-------- RECORD EXCERPTS
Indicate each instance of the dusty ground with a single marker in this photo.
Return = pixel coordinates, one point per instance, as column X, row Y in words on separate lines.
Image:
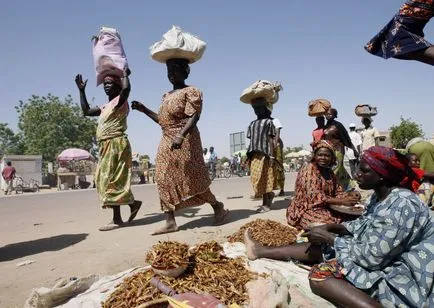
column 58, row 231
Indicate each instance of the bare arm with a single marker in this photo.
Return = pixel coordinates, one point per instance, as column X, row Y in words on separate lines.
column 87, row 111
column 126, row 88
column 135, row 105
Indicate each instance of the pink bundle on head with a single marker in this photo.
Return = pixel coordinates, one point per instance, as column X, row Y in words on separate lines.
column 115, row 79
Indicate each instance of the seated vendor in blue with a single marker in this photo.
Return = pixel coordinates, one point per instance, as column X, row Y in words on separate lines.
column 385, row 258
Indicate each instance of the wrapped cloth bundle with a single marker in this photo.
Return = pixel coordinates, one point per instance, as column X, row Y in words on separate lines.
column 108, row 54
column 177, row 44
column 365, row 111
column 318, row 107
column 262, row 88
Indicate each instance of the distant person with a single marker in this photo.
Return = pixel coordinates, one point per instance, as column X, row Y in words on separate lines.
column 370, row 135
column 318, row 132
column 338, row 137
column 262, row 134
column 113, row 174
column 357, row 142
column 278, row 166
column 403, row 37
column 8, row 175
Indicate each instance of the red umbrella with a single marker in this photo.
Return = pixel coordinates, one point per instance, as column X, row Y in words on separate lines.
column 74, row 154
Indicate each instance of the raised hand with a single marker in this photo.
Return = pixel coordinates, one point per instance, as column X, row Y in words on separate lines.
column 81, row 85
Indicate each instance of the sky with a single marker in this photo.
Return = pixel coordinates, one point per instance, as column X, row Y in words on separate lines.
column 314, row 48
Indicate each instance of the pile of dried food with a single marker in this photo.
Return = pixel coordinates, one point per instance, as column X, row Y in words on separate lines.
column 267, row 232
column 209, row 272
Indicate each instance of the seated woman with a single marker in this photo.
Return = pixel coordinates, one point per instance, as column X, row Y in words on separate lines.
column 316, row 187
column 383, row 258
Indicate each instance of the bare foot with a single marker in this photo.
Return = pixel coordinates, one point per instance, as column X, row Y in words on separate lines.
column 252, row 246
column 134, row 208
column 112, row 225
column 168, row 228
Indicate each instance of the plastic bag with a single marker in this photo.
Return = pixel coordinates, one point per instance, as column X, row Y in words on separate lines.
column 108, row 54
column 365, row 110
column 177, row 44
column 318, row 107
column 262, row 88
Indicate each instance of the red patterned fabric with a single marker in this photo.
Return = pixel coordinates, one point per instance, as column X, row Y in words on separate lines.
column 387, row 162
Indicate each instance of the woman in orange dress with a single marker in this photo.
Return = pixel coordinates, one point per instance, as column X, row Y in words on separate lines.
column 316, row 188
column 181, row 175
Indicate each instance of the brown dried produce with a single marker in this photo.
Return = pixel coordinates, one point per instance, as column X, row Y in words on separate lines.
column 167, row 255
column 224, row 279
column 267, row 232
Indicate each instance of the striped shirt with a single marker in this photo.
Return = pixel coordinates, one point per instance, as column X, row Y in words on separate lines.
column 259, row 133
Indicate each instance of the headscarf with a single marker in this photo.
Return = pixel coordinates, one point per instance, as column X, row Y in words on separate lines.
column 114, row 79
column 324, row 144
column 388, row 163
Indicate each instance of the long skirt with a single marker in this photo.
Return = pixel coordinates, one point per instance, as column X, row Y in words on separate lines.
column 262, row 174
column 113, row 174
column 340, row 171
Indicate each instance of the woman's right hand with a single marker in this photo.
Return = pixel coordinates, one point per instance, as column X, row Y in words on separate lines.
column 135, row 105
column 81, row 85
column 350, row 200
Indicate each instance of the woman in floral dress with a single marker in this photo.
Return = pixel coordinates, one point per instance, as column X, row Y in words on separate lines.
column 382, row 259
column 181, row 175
----------------
> [STATED TASK]: Recast the lines from the line with "Indicate each instance of the distant" up to and including the line with "column 8, row 175" as a JSON list of strings, one string per line, leaving out any blank lines.

> [THE COMPLETED TASK]:
[
  "Indicate each instance of the distant person with a single marker in this photo.",
  "Return = pixel coordinates, one point per instance, as column X, row Y in words on separate lines.",
  "column 370, row 135",
  "column 318, row 132",
  "column 338, row 137",
  "column 262, row 134",
  "column 113, row 174",
  "column 357, row 142",
  "column 278, row 166",
  "column 403, row 37",
  "column 8, row 175"
]